§ **CONSIGNE A**: Recopiez, s'il vous plaît, les lignes des entrées à partir de celle qui contient « --target man's beard » et jusqu'à la fin des entrées, en substituant « mustache » à « beard » sans rien modifier d'autre.

§ **EXTRAIT DU TEXTE**:
Dans les jours qui suivent, à gros traits, les crayons barrent les pages des agendas. Réunions, animations, petits et gros événements… Tout ce qui avait été planifié doit être annulé. Les plages se libèrent, mais les cœurs sont lourds. « On a été contraints d’annuler Jai Jagat », raconte Catherine Jongen, coordinatrice de Church4You (voir encadré). « On préparait cette marche depuis deux ans. Elle aurait dû rassembler 500 jeunes. Clairement, au début, on a été tristes… » Engagé dans la pastorale des jeunes liégeoise et au Mouvement eucharistique des jeunes (MEJ), Luc Mathues se souvient aussi: « on n’a pas directement pris la mesure des choses. On ne s’est pas tout de suite rendu compte que ça allait durer si longtemps. »
« Au début, je n’y croyais pas »

§ **CONSIGNE B**: Reformulez sous forme de liste le paragraphe de l'extrait qui commence par « Dans les jours qui suivent », en conservant ses faits principaux.

§ **DONNÉES ENREGISTRÉES**:
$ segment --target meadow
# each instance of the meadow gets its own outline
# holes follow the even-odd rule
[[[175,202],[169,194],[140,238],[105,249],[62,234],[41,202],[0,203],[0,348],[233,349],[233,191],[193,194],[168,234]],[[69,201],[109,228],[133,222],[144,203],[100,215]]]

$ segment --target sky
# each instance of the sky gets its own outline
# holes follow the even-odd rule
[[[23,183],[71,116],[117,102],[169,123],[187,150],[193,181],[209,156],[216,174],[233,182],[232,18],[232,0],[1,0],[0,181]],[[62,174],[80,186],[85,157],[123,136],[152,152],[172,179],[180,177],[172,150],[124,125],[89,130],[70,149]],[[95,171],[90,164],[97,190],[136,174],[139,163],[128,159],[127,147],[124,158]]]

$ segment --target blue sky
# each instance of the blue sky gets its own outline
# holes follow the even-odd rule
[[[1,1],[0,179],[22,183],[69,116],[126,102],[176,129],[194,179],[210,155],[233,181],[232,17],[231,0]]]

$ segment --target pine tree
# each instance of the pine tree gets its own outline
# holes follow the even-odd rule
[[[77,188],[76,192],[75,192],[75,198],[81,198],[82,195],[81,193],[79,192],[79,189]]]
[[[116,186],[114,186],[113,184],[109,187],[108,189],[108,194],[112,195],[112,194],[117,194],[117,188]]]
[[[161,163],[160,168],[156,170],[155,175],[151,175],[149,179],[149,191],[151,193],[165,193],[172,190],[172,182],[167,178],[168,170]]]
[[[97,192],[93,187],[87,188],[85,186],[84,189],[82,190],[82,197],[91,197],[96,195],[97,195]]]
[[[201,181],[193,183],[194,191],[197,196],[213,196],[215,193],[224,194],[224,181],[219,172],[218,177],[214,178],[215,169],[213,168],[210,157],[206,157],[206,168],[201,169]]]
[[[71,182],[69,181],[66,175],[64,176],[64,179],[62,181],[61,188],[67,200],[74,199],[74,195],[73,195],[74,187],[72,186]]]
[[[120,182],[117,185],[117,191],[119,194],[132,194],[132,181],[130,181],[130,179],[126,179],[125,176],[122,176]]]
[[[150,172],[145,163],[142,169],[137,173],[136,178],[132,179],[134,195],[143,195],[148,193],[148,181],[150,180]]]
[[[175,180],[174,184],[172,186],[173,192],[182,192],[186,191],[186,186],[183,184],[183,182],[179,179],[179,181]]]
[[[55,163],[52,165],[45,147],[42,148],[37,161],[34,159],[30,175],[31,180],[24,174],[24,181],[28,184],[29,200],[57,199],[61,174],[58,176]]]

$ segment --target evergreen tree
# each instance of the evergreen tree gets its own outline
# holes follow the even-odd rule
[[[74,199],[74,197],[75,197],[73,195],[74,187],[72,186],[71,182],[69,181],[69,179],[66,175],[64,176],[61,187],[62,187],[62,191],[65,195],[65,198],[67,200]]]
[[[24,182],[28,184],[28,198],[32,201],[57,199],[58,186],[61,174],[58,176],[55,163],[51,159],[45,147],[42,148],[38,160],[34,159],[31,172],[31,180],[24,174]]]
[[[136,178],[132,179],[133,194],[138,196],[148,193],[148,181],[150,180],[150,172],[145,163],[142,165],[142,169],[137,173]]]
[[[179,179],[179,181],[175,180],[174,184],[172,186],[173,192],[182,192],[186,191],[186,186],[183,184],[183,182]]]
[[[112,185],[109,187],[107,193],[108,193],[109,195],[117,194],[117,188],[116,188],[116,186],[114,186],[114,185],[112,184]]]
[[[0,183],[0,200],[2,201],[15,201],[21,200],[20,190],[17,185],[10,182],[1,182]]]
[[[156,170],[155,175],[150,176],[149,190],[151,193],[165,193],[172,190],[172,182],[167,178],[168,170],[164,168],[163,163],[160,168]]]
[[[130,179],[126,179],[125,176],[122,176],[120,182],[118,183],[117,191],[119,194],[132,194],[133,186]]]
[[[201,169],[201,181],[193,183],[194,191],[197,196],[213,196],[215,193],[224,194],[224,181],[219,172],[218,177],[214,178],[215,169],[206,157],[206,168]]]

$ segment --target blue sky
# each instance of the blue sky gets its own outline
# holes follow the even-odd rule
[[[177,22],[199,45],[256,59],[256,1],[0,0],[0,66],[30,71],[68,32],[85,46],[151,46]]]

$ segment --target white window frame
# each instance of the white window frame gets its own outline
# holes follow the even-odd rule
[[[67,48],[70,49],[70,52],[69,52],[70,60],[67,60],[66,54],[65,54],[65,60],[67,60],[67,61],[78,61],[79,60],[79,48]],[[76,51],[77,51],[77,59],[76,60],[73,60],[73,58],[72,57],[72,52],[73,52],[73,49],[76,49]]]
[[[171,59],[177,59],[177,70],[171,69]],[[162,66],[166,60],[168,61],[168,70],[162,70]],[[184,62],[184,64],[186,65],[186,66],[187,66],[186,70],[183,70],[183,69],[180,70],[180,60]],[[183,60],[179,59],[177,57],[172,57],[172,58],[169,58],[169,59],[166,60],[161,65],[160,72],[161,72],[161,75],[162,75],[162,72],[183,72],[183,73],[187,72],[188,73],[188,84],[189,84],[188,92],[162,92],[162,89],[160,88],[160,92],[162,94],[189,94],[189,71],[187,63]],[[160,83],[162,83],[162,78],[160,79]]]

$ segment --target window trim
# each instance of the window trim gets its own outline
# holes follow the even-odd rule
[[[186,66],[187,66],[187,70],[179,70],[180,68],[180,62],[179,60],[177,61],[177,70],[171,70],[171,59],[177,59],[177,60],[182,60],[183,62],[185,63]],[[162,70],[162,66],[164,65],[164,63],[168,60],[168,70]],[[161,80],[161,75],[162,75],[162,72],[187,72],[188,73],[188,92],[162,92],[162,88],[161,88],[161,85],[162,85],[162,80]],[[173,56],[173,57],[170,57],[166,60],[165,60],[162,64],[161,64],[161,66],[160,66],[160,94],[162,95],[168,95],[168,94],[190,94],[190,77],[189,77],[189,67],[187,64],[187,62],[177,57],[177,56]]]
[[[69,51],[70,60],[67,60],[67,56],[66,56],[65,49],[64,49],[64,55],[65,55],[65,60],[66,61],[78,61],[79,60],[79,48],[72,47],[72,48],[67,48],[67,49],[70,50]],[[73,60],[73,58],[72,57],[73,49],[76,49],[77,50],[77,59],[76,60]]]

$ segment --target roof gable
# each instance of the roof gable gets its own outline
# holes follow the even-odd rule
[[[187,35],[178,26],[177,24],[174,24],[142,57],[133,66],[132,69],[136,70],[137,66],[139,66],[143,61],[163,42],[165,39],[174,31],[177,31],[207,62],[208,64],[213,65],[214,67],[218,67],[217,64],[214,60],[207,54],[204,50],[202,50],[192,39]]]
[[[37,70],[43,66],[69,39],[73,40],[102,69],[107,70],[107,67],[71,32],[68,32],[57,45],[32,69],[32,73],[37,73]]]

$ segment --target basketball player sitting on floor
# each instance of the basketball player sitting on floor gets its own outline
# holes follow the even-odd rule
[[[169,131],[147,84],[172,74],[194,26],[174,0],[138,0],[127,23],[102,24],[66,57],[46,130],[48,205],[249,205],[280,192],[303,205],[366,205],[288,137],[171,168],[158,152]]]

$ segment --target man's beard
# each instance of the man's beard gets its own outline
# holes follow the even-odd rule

§ **RÉPONSE FINALE A**:
$ segment --target man's mustache
# each instance of the man's mustache gets its own outline
# holes follow the even-odd rule

§ **RÉPONSE FINALE B**:
- Dans les jours suivants, tout ce qui était planifié (réunions, animations, petits et gros événements) doit être annulé.
- Church4You, coordonné par Catherine Jongen, a dû annuler Jai Jagat. Cette marche était préparée depuis deux ans et aurait dû rassembler 500 jeunes. Au début, la tristesse a dominé.
- Luc Mathues est engagé dans la pastorale des jeunes liégeoise et au Mouvement eucharistique des jeunes (MEJ). Il se souvient qu'on n'a pas tout de suite compris que la situation durerait si longtemps.